- TASK PROMPT
Go through the entries below and print each one exactly, leaving out pictures.

(Named-object pointing records)

BEGIN

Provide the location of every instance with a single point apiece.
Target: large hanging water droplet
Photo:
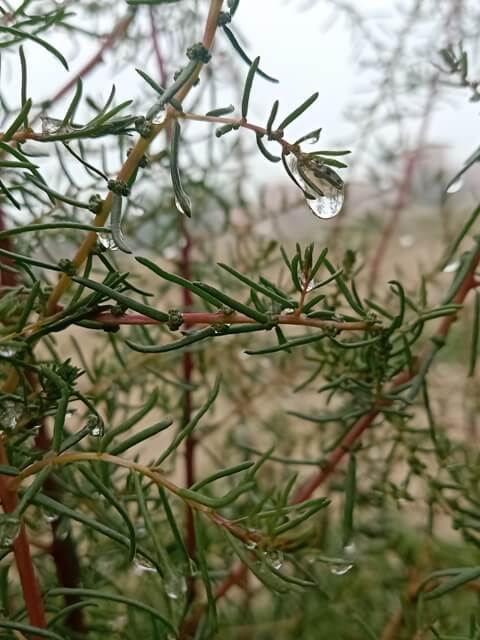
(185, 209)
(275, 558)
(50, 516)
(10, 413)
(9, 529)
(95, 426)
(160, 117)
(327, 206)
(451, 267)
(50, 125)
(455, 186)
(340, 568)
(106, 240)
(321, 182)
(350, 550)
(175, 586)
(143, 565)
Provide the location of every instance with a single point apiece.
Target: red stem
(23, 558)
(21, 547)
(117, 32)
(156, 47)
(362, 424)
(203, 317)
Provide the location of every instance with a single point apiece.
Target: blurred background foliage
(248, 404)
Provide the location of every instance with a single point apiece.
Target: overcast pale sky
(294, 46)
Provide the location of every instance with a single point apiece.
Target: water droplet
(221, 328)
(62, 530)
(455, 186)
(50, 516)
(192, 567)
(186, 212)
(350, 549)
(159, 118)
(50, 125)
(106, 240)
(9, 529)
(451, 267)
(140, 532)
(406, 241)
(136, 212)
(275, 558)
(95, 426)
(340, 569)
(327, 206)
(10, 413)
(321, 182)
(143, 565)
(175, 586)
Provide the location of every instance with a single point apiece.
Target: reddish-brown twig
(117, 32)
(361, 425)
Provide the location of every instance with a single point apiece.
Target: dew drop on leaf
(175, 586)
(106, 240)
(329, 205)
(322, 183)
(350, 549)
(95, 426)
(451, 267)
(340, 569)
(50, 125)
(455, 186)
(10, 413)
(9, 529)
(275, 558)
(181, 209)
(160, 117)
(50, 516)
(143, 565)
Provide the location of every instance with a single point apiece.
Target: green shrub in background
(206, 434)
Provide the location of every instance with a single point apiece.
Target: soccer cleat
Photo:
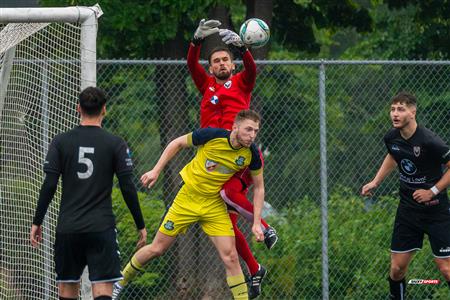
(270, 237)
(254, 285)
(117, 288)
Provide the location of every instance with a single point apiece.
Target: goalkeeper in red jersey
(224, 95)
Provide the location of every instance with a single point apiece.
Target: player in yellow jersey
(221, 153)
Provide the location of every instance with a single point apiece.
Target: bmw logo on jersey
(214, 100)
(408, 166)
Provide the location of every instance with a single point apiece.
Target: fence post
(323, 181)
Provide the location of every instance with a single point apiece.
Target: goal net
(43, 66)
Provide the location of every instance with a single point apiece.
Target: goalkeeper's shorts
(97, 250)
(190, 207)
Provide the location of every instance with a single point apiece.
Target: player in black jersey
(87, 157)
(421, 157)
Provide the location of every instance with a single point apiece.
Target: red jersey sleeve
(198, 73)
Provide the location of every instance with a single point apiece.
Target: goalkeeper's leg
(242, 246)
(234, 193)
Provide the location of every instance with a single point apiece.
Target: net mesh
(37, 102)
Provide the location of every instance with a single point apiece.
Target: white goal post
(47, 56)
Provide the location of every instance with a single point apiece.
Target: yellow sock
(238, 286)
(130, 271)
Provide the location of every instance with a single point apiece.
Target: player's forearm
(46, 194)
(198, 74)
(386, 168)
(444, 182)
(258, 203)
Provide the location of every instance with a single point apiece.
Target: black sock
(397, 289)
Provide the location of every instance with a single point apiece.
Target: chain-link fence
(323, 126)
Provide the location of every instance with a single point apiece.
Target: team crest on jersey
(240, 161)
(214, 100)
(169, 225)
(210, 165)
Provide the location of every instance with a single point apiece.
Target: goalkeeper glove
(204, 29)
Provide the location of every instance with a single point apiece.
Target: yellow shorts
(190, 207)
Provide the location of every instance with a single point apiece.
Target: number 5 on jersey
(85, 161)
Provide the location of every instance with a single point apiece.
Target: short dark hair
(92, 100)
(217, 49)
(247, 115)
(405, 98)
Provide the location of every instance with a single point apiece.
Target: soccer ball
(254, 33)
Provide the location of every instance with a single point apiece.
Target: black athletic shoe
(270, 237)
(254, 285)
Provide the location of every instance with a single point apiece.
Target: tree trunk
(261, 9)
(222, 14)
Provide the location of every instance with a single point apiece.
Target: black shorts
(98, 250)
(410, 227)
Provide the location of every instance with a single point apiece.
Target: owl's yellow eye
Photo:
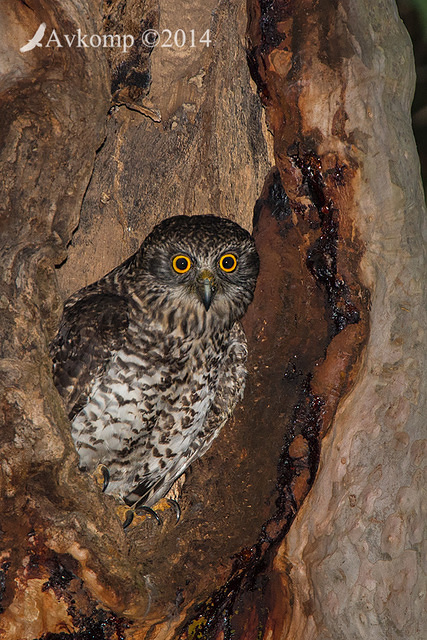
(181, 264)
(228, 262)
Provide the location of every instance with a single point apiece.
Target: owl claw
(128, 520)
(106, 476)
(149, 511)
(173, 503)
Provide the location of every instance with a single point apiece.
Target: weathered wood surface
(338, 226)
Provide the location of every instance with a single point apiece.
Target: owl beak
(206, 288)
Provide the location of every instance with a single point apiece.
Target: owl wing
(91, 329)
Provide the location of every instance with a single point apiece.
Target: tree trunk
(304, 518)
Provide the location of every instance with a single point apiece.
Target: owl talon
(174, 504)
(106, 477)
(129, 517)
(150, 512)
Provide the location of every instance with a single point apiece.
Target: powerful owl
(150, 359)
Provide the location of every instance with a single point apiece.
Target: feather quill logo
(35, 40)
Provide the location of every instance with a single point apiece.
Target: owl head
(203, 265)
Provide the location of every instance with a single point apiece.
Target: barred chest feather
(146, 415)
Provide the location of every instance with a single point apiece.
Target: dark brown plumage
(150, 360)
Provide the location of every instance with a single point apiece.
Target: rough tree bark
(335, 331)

END

- CORRECT ANSWER
Provide the location of every instance with a single point apiece.
Target: large hanging water droplet
Photo:
(185, 209)
(275, 558)
(50, 516)
(10, 413)
(9, 529)
(95, 426)
(160, 117)
(327, 206)
(451, 267)
(50, 125)
(455, 186)
(340, 568)
(106, 240)
(321, 182)
(350, 550)
(175, 586)
(143, 565)
Provide the location of every instance with a single point apiece.
Target: red stem
(23, 558)
(21, 547)
(117, 32)
(156, 47)
(362, 424)
(203, 317)
Provide the location of every instance with a single point apiece.
Target: blurred background foliage
(248, 404)
Provide the location of every instance with a single point apiece.
Target: overcast pale sky
(294, 46)
Provide the location of every instance with a single point apiece.
Target: water droplet
(221, 328)
(62, 530)
(455, 186)
(50, 516)
(192, 567)
(186, 212)
(350, 549)
(159, 118)
(50, 125)
(106, 240)
(9, 529)
(451, 267)
(140, 532)
(406, 241)
(136, 212)
(275, 558)
(95, 426)
(340, 569)
(327, 206)
(10, 413)
(321, 182)
(143, 565)
(175, 586)
Provide the location of every instance with a single point apiece.
Target: reddish-brown twig
(117, 32)
(361, 425)
Provide the location of every instance with a single point apiece.
Target: dew drop on leaf
(175, 586)
(106, 240)
(329, 205)
(322, 183)
(350, 549)
(95, 426)
(451, 267)
(340, 569)
(50, 125)
(455, 186)
(10, 413)
(9, 529)
(275, 558)
(181, 209)
(160, 117)
(50, 516)
(143, 565)
Provide the location of every instance with a single point apiece.
Target: green shrub in background
(206, 434)
Provide the location of every instance with a single point apiece.
Target: soccer cleat
Photo:
(270, 237)
(254, 285)
(117, 288)
Provide the location of every instance with a single point apiece.
Target: goalkeeper in red jersey
(224, 95)
Provide the location of every instance with a single point apiece.
Target: player in yellow jersey
(221, 153)
Provide the location of every instance with a single point apiece.
Target: bmw logo on jersey
(214, 100)
(408, 166)
Provide the location of every instance with a single point apiece.
Target: fence post
(323, 181)
Provide the location of every instance with a single point apiece.
Target: goal net
(43, 66)
Provide the location of every instance with a single point apiece.
Target: goalkeeper's shorts
(97, 250)
(190, 207)
Provide the location of every instance with a single point apiece.
Target: player in black jersey
(87, 157)
(421, 157)
Provide the location of every instance with a single point apiece.
Target: red jersey sleeve
(198, 73)
Provide the location of every instance with a single point apiece.
Target: goalkeeper's leg
(242, 246)
(234, 193)
Provide the location of every instance with a single point apiece.
Target: net mesh
(37, 102)
Provide the location of every instance with a single point apiece.
Target: white goal post
(47, 56)
Provide the location of every instance with a single point apiece.
Target: yellow sock
(238, 286)
(130, 271)
Provide the location of every instance with a single point apiece.
Target: player's forearm
(46, 194)
(198, 74)
(386, 168)
(444, 182)
(258, 203)
Provide the location of every instance with a single point apiece.
Target: black sock
(397, 289)
Provide the location of every instance with a single point apiece.
Target: chain-link fence
(323, 126)
Provide the location of every instance with a single point apiece.
Target: team crest on jersey
(240, 161)
(214, 100)
(169, 225)
(210, 165)
Provide the location of every instance with a single point apiece.
Target: goalkeeper glove
(204, 29)
Provide the location of every instance with a single point apiece.
Target: yellow shorts
(190, 207)
Provide the location of every instance with a single point apiece.
Target: number 5 on jersey
(85, 161)
Provide the location of every instance with a single point apiece.
Target: short dark hair
(92, 100)
(217, 49)
(247, 115)
(405, 98)
Provide the location of every instance with a single point apiece.
Target: soccer ball
(254, 33)
Provide the location of every instance with a single point apiece.
Target: black athletic shoe
(270, 237)
(254, 285)
Provide the location of every instance with a single point apiece.
Target: tree trunk
(261, 9)
(222, 14)
Provide the location of every instance with a single point apiece.
Target: black shorts
(98, 250)
(410, 227)
Provide the location of every instance with a single point apiece.
Target: owl's yellow eye
Photo:
(181, 264)
(228, 262)
Provide the location of every instance with a single point apiece.
Target: owl claw
(128, 520)
(106, 476)
(149, 511)
(173, 503)
Provide the location of every instance with a single point apiece.
Target: weathered wood surface
(338, 226)
Provide the location of every instance with a single point apiece.
Target: owl beak
(206, 288)
Provide the location of every instance with a single point apiece.
Target: owl wing
(91, 329)
Provide the location of every instance with a single point apiece.
Target: tree trunk
(304, 518)
Provide the location of every instance with a single point apiece.
Target: owl talon
(174, 504)
(106, 477)
(129, 517)
(150, 512)
Provide the location of every instance with a single point apiece.
Target: powerful owl
(150, 359)
Provide the location of every instance with a single point apiece.
Target: feather quill logo
(35, 40)
Provide the location of every instance with a single point apiece.
Target: owl head
(203, 265)
Provide the location of every instance with a single point apiece.
Target: barred chest feather
(146, 415)
Provide the location of every instance with a single point apiece.
Target: dark brown plumage
(150, 360)
Provide the location of every instance with a single point apiece.
Target: rough tree bark
(335, 331)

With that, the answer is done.